START Data under study

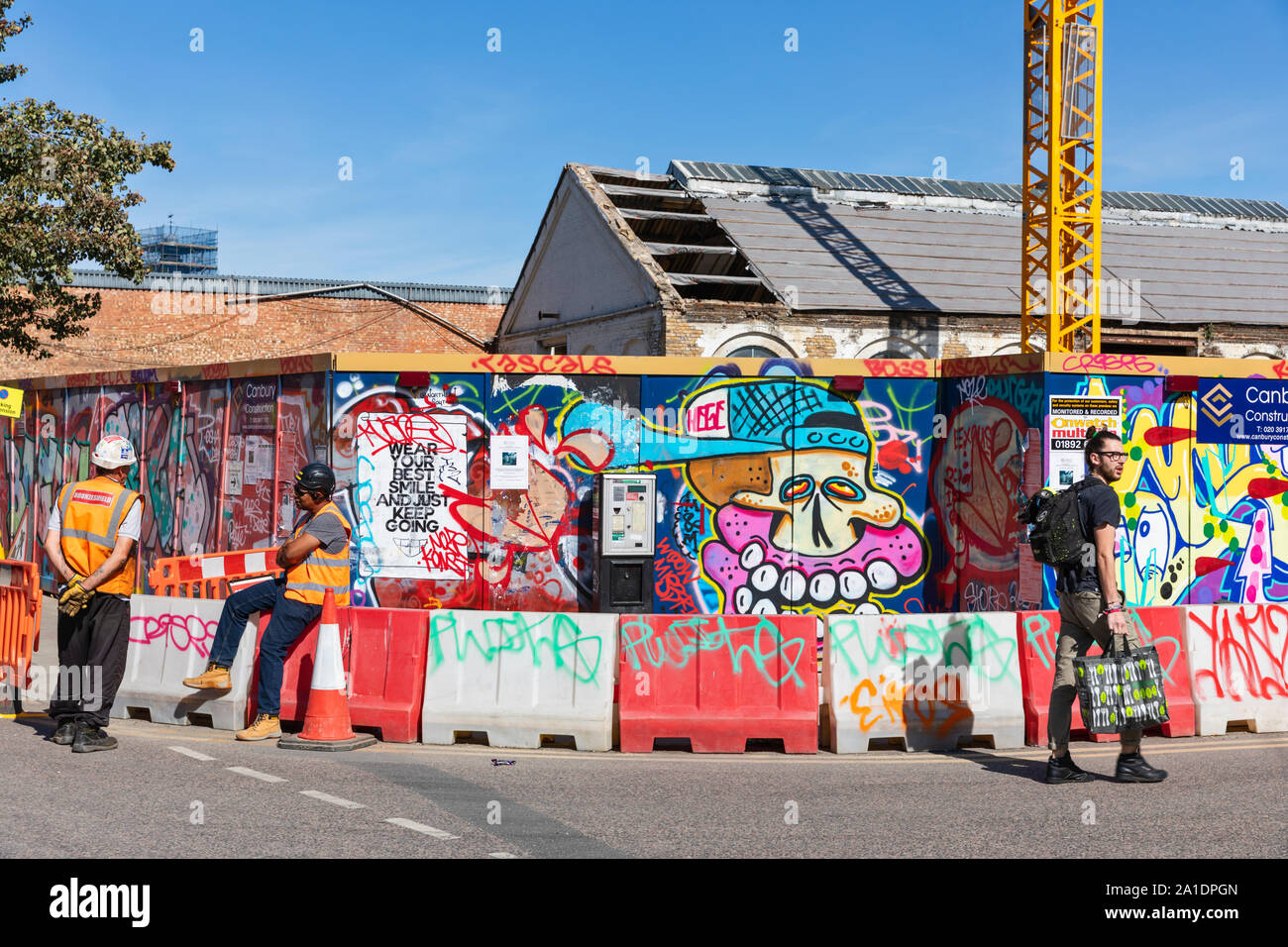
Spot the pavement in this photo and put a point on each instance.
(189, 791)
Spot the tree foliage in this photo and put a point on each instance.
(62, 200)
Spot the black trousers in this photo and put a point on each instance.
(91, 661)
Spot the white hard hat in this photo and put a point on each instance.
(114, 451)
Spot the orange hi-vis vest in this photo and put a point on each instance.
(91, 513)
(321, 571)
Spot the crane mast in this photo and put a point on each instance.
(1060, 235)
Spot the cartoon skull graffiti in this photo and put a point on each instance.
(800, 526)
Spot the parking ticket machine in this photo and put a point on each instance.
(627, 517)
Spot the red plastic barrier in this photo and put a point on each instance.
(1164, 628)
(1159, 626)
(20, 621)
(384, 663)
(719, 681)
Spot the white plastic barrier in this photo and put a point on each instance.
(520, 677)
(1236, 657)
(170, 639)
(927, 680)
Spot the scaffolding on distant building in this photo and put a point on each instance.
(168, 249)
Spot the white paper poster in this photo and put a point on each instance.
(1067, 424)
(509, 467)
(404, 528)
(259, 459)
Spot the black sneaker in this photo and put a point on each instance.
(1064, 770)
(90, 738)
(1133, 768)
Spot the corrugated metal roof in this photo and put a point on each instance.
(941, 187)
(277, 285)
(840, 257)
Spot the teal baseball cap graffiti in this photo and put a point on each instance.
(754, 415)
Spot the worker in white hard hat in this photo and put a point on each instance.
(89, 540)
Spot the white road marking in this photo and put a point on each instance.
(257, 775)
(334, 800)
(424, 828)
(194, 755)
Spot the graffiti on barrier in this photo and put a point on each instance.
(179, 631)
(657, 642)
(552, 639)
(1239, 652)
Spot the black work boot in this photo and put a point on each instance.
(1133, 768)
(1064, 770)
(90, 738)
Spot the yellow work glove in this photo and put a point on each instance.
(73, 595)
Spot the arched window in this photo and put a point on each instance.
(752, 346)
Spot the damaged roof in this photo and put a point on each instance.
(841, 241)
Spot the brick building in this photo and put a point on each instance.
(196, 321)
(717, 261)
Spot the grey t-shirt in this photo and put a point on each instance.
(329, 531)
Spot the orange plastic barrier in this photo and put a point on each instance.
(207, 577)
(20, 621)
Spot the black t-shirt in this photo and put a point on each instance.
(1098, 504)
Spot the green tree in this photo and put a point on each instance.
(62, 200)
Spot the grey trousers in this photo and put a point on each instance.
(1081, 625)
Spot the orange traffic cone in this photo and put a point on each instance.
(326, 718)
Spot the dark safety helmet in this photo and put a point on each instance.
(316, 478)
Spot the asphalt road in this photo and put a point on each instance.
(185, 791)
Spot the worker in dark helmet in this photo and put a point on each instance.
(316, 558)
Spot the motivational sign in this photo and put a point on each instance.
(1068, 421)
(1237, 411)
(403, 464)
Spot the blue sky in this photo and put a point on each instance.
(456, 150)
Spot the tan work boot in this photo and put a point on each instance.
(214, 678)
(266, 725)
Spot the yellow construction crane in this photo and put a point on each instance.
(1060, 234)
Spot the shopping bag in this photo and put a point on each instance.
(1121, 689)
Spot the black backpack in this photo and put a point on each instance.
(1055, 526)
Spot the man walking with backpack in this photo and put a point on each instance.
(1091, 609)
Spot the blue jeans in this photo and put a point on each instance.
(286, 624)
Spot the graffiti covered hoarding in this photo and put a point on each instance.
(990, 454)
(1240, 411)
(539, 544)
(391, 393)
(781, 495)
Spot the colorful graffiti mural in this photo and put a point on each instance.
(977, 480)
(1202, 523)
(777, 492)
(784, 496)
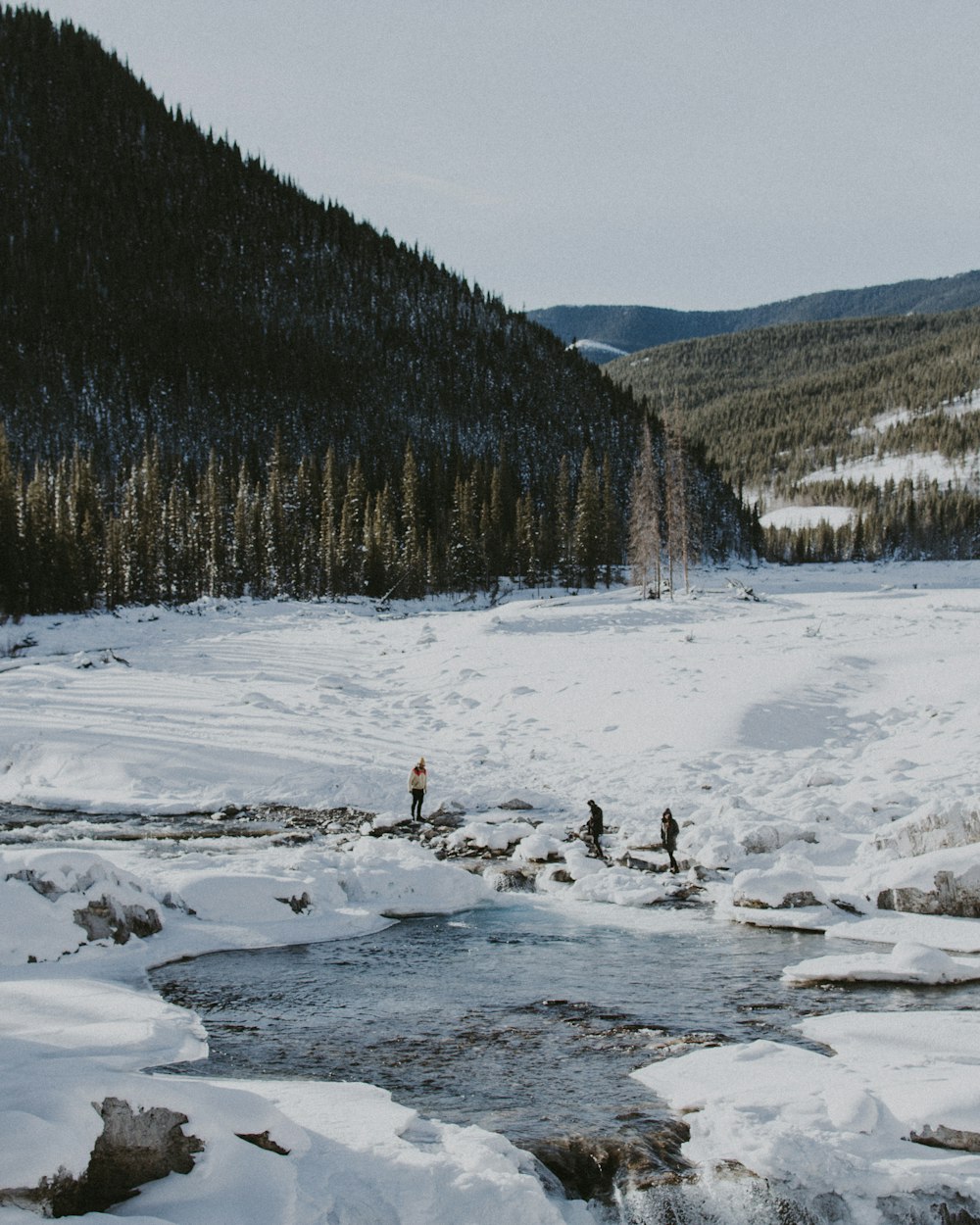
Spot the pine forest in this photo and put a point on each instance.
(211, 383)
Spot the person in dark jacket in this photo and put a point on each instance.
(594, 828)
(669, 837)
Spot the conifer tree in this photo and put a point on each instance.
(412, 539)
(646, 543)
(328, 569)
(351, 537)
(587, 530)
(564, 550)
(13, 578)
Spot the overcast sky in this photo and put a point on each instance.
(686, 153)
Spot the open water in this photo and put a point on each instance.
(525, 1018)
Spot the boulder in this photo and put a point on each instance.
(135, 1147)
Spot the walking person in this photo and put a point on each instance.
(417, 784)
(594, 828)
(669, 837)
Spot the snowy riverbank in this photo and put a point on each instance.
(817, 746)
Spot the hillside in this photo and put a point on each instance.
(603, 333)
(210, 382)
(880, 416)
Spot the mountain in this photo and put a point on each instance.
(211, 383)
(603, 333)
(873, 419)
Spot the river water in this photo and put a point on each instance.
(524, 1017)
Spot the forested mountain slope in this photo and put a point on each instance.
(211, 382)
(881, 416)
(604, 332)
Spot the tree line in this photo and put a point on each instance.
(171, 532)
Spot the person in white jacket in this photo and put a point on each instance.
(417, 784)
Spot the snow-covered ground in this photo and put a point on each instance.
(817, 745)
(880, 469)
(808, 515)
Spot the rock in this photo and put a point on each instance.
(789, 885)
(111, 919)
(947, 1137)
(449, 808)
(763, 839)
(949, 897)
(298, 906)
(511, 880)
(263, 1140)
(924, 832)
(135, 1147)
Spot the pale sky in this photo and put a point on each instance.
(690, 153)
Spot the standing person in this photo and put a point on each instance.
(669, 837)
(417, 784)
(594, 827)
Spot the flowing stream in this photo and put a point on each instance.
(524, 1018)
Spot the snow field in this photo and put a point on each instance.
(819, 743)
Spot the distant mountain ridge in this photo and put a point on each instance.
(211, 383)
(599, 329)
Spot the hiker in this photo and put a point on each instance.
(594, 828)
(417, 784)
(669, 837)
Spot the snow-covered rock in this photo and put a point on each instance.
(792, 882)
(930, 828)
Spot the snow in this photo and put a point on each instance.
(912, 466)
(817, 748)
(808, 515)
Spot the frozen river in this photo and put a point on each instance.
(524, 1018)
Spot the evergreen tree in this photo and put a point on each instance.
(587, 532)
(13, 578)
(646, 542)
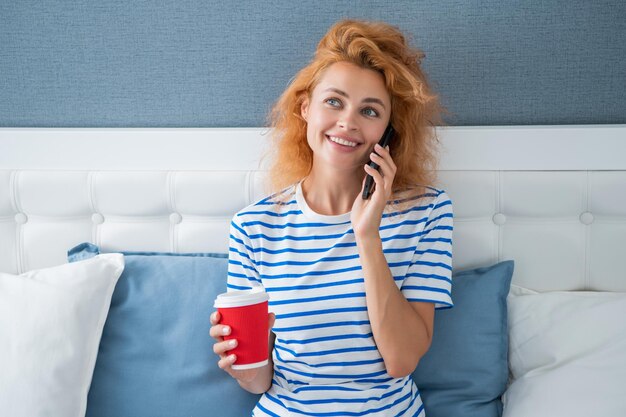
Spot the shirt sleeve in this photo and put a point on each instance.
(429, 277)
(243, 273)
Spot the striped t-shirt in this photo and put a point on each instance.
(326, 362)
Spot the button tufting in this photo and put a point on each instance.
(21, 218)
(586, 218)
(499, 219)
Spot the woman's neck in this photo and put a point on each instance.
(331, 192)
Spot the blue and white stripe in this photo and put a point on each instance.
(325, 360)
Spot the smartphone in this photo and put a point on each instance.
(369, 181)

END Data under study

• What you need to do:
The lines from the one containing "Spot the striped" through the final line of the entries above are to be printed exactly, with nothing added.

• Your response:
Spot the striped t-shirt in this photo and put a point on each instance.
(326, 362)
Spot the button tufting in this photo and put a point on each instance.
(21, 218)
(586, 218)
(499, 219)
Spot the woman's neck in this photo and put a point on each instance.
(331, 192)
Spot the blue and white stripe in this photo and put a point on each instance.
(325, 360)
Spot the smartphone in this photo and put a point on each instance.
(369, 181)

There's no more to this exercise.